** Start of Material to process **

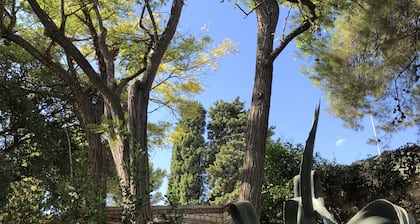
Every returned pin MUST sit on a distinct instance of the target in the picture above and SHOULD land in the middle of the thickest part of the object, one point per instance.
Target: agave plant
(307, 206)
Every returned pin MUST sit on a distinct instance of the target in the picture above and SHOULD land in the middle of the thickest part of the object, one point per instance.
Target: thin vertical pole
(378, 145)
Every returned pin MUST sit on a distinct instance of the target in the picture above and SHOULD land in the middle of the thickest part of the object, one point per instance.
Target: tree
(186, 181)
(282, 163)
(40, 141)
(368, 61)
(117, 49)
(267, 13)
(226, 129)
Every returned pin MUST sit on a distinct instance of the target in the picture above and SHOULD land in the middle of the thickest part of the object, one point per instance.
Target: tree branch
(305, 25)
(52, 31)
(163, 43)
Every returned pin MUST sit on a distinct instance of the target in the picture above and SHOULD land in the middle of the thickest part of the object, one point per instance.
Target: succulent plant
(307, 206)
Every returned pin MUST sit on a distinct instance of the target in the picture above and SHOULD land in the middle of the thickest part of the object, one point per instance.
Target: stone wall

** End of Material to process **

Requirement:
Please convert all the rows above into a numbered list, one line per item, with blank lines and the picture left out.

Exercise result:
1. Every returned pin MUST sit on a distinct instance of the target in the picture above and SHOULD land in the middle of the thickest part of the object, one point per instance.
2. Target: agave plant
3. (307, 206)
4. Every returned pin MUST sit on a distinct instance of the target in the picture above and SHOULD land in the middle of the thickest part of the object, one point per instance.
5. Target: thin vertical pole
6. (378, 145)
7. Every returned pin MUST sit on a distinct instance of the target in the picture above and SHOULD land in the middle of the thickest part of the object, one point per instance.
8. Target: tree
9. (186, 181)
10. (282, 163)
11. (40, 141)
12. (368, 61)
13. (117, 49)
14. (267, 13)
15. (226, 129)
16. Every returned pin MUST sit on a distinct instance of the target in the picture above and SHOULD land in the middle of the thickest part of the object, one point per instance.
17. Target: tree branch
18. (305, 25)
19. (52, 31)
20. (163, 43)
21. Every returned pin MUST sit on a distinct instance of the target in the picture above and SHOULD land in the middle of the thickest part of the object, one point per instance.
22. Target: succulent plant
23. (307, 206)
24. Every returned pin MUST sit on a distinct instance of the target in the picture above and SHOULD land in the middle of the thickest part of the object, one point per instance.
25. Target: stone wall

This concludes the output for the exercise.